▶ _AIM_
Please tally the lines in the items below that contain the word "uniform", with case counting, and give only the number.
★ ★ ★ ★ ★
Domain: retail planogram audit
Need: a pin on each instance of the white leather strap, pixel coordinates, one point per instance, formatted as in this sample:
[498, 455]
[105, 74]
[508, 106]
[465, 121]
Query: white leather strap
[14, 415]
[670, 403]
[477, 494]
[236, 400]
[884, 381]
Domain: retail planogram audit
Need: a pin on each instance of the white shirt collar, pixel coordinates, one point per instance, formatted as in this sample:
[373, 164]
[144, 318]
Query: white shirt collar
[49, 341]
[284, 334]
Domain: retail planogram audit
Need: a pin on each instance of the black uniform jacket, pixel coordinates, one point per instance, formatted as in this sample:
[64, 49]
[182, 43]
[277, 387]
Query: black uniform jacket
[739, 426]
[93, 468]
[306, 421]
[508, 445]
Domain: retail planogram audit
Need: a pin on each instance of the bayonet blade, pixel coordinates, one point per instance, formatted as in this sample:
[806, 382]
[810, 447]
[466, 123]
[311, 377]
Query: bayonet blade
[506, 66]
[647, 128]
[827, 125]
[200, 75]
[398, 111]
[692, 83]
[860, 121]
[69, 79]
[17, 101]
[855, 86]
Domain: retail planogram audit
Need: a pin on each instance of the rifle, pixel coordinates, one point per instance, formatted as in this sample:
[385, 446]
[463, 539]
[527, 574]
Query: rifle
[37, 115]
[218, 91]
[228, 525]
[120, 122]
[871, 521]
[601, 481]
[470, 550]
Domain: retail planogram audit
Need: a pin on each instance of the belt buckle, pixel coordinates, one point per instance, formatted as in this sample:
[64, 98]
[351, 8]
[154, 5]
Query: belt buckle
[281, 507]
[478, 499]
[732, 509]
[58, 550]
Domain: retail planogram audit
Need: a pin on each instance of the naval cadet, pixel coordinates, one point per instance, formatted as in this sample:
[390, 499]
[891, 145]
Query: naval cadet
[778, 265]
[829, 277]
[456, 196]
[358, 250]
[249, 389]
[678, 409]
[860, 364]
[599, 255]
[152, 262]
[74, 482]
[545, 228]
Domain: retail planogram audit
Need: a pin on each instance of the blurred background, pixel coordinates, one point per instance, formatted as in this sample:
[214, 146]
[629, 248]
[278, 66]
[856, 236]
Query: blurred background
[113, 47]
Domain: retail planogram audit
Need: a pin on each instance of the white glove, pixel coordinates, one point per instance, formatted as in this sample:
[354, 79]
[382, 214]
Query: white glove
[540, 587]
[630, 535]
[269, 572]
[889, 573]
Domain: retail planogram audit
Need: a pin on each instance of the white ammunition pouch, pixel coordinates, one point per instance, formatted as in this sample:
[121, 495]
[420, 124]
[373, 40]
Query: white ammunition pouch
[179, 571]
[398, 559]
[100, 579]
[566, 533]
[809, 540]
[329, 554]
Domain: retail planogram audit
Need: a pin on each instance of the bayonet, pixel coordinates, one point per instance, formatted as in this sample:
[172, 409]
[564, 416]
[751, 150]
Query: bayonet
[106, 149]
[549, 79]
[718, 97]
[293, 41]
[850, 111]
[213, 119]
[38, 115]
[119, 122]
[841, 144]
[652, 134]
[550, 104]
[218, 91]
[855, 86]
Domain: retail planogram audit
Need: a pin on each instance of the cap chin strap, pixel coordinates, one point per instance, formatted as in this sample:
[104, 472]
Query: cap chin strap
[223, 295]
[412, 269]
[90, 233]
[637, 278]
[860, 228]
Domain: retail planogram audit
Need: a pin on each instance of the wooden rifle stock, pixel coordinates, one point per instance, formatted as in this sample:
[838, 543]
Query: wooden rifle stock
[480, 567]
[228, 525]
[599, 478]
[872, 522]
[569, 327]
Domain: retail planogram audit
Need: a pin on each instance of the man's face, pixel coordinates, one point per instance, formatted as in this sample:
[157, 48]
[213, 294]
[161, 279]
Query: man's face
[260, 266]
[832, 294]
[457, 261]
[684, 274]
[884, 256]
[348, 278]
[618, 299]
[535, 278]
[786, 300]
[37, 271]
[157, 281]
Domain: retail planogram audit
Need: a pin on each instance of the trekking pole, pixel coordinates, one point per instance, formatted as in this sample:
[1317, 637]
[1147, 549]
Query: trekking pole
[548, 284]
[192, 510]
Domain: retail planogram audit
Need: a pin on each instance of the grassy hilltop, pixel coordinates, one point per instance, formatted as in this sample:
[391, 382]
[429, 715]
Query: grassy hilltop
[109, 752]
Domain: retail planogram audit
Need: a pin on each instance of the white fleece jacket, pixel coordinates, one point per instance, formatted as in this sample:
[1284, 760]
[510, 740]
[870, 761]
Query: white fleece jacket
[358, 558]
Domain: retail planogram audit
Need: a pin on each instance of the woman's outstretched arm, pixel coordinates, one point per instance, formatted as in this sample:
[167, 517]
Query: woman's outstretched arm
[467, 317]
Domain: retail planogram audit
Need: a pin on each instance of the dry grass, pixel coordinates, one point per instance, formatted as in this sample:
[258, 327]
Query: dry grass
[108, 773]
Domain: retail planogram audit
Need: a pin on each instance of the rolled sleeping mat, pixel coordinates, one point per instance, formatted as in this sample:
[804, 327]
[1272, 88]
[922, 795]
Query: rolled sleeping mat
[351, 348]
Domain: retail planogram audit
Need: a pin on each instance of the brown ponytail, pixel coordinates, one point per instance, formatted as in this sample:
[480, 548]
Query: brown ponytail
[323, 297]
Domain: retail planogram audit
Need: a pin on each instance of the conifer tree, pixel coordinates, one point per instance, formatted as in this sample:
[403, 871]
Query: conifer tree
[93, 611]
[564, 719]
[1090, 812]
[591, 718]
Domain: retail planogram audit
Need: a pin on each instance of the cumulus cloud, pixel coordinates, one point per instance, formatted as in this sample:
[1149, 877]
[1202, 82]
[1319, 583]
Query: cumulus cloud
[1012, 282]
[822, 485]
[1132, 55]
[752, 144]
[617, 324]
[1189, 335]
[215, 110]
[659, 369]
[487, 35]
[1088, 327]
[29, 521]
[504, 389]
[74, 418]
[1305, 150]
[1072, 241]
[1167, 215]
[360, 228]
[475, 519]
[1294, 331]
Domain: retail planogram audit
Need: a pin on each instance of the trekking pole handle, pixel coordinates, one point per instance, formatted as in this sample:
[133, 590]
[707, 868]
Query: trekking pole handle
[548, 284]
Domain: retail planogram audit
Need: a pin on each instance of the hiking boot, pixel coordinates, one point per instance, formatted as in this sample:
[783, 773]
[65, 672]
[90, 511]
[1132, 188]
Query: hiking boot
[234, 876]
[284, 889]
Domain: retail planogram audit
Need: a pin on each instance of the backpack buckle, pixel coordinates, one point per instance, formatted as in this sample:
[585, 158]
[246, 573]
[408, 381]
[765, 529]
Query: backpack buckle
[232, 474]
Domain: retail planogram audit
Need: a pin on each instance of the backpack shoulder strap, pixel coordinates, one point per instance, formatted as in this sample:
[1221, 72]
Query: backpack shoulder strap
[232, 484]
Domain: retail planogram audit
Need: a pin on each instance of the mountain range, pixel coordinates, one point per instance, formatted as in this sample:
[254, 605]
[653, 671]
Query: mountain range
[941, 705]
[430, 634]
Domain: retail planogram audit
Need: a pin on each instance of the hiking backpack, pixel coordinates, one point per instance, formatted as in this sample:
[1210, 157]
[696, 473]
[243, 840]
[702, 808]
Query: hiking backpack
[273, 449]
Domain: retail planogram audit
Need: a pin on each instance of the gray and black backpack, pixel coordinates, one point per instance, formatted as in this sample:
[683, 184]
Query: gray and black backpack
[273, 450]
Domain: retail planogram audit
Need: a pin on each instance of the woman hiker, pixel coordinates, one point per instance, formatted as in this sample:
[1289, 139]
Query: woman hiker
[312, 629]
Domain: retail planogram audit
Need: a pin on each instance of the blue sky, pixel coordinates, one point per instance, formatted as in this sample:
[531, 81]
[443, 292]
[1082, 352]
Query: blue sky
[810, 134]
★ ★ ★ ★ ★
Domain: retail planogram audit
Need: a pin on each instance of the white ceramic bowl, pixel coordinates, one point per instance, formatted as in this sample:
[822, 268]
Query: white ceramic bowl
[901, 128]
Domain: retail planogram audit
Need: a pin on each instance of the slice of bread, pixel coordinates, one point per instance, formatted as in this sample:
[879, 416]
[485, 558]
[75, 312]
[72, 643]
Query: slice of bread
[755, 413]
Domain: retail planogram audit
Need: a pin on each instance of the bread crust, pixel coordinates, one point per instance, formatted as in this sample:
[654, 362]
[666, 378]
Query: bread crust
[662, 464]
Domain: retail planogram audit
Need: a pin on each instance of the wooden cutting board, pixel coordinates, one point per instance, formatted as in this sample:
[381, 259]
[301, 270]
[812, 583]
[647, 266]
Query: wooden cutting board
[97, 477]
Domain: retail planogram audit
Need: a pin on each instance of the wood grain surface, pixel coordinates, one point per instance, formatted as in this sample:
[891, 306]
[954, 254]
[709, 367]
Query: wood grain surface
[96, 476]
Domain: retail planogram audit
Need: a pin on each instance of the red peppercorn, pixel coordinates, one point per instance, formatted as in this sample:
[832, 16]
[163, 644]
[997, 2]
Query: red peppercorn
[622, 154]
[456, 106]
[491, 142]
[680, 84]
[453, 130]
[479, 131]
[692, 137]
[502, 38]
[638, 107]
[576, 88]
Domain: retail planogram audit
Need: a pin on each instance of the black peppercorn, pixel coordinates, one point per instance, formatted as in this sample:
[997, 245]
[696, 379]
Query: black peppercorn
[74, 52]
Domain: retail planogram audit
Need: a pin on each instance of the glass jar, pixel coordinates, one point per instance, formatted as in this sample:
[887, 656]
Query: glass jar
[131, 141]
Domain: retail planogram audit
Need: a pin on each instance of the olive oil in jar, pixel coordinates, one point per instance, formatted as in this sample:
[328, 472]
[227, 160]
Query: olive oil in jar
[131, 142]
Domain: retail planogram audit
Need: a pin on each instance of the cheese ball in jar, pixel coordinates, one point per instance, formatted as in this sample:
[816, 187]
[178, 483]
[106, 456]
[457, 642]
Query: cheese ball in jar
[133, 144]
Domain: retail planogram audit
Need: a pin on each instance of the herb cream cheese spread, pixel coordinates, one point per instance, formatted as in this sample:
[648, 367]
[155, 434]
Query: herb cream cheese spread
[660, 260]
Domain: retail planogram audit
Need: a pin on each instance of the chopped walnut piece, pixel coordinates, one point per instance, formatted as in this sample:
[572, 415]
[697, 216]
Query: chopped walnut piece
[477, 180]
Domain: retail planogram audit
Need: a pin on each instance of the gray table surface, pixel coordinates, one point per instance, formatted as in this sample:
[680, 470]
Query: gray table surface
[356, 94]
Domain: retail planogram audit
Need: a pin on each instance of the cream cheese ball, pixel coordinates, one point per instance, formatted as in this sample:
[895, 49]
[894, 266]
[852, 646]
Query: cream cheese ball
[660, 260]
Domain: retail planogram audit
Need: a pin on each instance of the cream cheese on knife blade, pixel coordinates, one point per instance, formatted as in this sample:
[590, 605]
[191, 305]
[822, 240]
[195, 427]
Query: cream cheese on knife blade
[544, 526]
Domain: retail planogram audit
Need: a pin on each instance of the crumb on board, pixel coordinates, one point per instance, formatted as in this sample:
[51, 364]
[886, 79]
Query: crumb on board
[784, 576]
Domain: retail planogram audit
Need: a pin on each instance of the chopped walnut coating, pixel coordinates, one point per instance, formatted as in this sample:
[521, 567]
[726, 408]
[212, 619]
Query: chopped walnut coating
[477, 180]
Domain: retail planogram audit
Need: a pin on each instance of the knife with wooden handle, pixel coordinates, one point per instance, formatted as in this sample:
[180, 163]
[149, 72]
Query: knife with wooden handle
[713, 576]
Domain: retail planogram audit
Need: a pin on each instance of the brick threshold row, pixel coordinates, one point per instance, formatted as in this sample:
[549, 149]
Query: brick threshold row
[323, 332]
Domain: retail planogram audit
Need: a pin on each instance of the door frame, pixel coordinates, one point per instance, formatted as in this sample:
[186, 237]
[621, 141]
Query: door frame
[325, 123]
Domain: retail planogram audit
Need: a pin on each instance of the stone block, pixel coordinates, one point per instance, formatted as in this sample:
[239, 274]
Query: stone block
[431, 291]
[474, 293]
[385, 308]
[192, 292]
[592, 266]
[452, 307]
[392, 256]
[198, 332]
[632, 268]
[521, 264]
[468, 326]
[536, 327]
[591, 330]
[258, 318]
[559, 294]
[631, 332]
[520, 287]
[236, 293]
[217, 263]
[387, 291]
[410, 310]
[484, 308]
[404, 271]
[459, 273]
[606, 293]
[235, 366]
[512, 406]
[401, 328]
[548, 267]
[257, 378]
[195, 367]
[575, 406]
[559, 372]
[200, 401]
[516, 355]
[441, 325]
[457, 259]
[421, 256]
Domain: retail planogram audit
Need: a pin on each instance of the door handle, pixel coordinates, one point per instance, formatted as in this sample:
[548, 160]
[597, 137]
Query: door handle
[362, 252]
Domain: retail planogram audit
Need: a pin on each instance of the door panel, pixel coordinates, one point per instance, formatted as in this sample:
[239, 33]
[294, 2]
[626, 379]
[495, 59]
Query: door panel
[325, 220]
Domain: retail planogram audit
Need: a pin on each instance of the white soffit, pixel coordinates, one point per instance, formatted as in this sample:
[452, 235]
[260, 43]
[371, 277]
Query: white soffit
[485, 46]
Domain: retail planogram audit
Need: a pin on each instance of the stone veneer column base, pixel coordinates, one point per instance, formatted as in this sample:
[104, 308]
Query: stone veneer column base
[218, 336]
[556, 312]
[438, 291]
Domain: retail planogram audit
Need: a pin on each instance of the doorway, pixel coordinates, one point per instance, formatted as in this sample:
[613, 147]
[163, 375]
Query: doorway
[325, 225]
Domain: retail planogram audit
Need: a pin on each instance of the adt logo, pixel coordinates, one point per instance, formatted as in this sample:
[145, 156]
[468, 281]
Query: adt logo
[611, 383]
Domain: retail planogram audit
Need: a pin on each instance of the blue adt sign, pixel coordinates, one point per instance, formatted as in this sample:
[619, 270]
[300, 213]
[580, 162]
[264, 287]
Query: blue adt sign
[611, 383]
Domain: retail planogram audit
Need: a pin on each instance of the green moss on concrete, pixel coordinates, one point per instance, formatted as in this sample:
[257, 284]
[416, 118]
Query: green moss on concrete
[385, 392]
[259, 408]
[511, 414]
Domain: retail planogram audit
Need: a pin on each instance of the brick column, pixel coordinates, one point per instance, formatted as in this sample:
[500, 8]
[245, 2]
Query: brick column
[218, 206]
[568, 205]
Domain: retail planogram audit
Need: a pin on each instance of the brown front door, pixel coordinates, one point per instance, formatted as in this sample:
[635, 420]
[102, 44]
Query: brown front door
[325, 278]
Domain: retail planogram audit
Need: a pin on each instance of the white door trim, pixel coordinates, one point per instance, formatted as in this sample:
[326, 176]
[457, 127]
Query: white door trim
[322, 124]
★ ★ ★ ★ ★
▶ _PROBLEM SOLUTION_
2